TASK: Beginning at the line that contains "of the tree" and ending at the last line of the entries, write out each line exactly; include nothing outside that span.
....
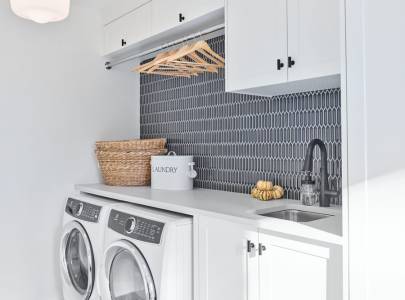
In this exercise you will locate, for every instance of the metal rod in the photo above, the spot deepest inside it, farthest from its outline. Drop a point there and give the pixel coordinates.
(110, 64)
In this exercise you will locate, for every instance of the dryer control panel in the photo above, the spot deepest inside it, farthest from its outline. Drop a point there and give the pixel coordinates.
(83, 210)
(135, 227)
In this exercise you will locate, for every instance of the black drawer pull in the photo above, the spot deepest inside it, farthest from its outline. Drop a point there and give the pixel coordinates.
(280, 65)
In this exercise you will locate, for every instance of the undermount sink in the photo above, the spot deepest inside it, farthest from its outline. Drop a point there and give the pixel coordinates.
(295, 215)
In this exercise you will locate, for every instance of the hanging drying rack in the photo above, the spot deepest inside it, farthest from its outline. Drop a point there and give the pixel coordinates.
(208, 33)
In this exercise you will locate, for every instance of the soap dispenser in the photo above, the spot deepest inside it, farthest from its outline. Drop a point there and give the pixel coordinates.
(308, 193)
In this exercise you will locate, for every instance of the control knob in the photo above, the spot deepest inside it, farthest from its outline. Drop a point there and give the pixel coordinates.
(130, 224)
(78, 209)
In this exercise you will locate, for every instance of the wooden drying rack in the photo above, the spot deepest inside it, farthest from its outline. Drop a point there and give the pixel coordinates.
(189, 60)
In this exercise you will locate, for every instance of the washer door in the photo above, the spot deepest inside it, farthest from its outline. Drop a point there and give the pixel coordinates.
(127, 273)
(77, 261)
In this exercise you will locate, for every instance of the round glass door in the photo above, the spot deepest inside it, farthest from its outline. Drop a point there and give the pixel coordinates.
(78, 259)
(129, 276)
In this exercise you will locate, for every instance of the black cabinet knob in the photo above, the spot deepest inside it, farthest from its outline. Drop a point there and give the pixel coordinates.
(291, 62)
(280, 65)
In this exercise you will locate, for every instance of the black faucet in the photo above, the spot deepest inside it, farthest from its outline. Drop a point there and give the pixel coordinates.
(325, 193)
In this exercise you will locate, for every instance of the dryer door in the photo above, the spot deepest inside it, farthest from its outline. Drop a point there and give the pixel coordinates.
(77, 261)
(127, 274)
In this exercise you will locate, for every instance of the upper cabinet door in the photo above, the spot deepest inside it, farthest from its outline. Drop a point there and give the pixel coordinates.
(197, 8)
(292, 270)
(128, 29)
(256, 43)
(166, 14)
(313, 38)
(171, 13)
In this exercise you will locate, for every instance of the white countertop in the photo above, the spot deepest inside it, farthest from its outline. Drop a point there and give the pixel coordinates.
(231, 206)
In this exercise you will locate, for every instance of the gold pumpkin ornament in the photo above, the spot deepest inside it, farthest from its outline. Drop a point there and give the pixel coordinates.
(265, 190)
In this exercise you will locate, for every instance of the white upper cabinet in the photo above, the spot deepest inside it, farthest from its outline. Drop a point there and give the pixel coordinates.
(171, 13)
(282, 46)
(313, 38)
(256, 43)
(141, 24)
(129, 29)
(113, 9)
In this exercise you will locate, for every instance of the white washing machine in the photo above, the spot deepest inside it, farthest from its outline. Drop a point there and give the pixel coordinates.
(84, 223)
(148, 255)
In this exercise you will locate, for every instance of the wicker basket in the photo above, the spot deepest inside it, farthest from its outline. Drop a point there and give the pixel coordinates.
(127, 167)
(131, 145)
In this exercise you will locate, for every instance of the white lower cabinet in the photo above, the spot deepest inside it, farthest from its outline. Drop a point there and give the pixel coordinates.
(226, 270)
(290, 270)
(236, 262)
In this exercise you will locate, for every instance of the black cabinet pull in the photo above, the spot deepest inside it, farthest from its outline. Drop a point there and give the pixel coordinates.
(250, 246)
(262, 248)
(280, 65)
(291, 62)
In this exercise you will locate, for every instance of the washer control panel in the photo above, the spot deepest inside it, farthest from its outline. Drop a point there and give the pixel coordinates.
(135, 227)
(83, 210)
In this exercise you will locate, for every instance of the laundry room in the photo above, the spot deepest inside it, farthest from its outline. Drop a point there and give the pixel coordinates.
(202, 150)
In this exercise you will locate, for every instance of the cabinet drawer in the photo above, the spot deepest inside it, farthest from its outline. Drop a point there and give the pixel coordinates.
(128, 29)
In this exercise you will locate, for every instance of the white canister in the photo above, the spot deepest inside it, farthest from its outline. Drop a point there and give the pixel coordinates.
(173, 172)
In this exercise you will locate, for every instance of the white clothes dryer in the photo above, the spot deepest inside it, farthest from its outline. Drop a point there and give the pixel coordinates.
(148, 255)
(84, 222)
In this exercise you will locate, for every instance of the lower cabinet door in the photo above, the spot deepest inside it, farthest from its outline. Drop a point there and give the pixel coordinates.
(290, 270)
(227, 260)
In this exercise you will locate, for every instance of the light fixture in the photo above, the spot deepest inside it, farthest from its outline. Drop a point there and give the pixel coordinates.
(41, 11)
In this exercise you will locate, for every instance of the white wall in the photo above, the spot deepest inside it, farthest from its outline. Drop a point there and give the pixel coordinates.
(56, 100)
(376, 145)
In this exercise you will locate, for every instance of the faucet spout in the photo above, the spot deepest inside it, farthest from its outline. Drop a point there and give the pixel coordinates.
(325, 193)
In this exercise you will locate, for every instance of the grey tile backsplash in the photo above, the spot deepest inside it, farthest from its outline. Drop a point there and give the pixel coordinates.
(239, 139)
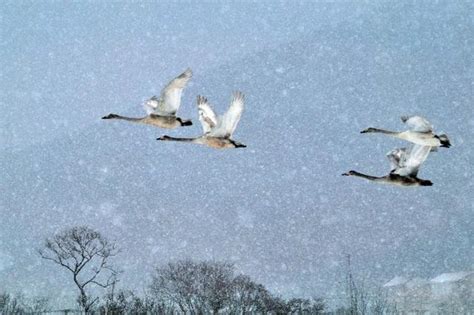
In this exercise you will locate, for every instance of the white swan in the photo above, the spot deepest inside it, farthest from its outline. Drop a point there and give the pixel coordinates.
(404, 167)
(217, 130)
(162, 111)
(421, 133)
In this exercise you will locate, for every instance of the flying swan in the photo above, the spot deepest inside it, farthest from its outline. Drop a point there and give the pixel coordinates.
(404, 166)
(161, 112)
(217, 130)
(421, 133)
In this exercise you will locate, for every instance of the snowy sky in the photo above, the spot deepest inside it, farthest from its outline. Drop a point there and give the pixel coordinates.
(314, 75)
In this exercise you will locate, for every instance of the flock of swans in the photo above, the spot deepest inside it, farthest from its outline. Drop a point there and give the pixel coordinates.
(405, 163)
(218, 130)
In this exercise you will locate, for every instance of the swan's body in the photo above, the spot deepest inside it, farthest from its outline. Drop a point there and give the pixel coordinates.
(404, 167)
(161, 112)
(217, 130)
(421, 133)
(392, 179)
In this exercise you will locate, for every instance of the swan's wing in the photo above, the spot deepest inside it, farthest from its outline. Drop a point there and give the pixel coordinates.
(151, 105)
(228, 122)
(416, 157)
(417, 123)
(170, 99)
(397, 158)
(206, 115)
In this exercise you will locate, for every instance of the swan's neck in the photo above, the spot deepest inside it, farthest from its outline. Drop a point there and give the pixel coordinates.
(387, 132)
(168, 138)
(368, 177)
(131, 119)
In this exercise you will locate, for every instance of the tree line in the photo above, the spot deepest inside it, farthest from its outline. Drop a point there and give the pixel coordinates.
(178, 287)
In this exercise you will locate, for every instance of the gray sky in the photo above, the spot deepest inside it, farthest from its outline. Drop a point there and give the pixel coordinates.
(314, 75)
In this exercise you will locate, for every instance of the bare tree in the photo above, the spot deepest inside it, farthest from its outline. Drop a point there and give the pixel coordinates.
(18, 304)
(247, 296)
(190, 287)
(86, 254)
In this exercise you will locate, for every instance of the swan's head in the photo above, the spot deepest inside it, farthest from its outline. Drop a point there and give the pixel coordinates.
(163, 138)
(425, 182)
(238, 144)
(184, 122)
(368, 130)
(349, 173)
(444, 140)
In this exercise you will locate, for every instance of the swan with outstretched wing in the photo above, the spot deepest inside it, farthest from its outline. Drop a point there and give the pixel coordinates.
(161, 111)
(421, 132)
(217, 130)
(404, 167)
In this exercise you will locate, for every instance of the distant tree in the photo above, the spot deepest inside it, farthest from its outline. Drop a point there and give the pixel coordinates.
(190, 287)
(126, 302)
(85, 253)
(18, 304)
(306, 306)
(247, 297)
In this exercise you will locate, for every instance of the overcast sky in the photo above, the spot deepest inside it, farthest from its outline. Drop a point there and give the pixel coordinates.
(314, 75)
....
SOLUTION TO THIS PROBLEM:
In this exercise you will locate, for every instance of the tree line in the photo above, the spot deepest inside it, farthest from its outline. Drop a point there and give the pixel coordinates.
(178, 287)
In this exercise you will locate, for every instance of the gray sky in the photo above, the spot deepest inside it, farthest from its outline. Drop a point there and give the pixel coordinates.
(314, 75)
In this exercise you will locate, for every instance of the bare tree in the photo above, the spot deepest inside it, farthest from its outline. Drop a point there and give the pixel coordinates.
(18, 304)
(247, 296)
(190, 287)
(86, 254)
In this exercise you will locate, for every instance of the swan's head in the photo above, the spot deepest inside it, farthest from its outline. Drop a point there and give the pixel coordinates.
(163, 138)
(425, 182)
(238, 144)
(184, 122)
(368, 130)
(349, 173)
(444, 140)
In this exercise you will locate, for every instance of the swan with outstretched wing in the photo above, the spot deepest inside it, farthest from its outline. Drop a point there and give the pixel coordinates.
(161, 111)
(421, 132)
(217, 130)
(404, 167)
In this exercise you will locate, for every instance of the distant tree in the photo above, the spot deepest inside it, farthest from its outline. Drop a point there and give the pixel coordinates.
(190, 287)
(126, 302)
(85, 253)
(18, 304)
(306, 306)
(247, 297)
In this exercise you will locate, for every instance of the overcast sky in the photo above, the spot deepest inside it, farthest from its outline. Drop a point there and give the pixel coordinates.
(314, 75)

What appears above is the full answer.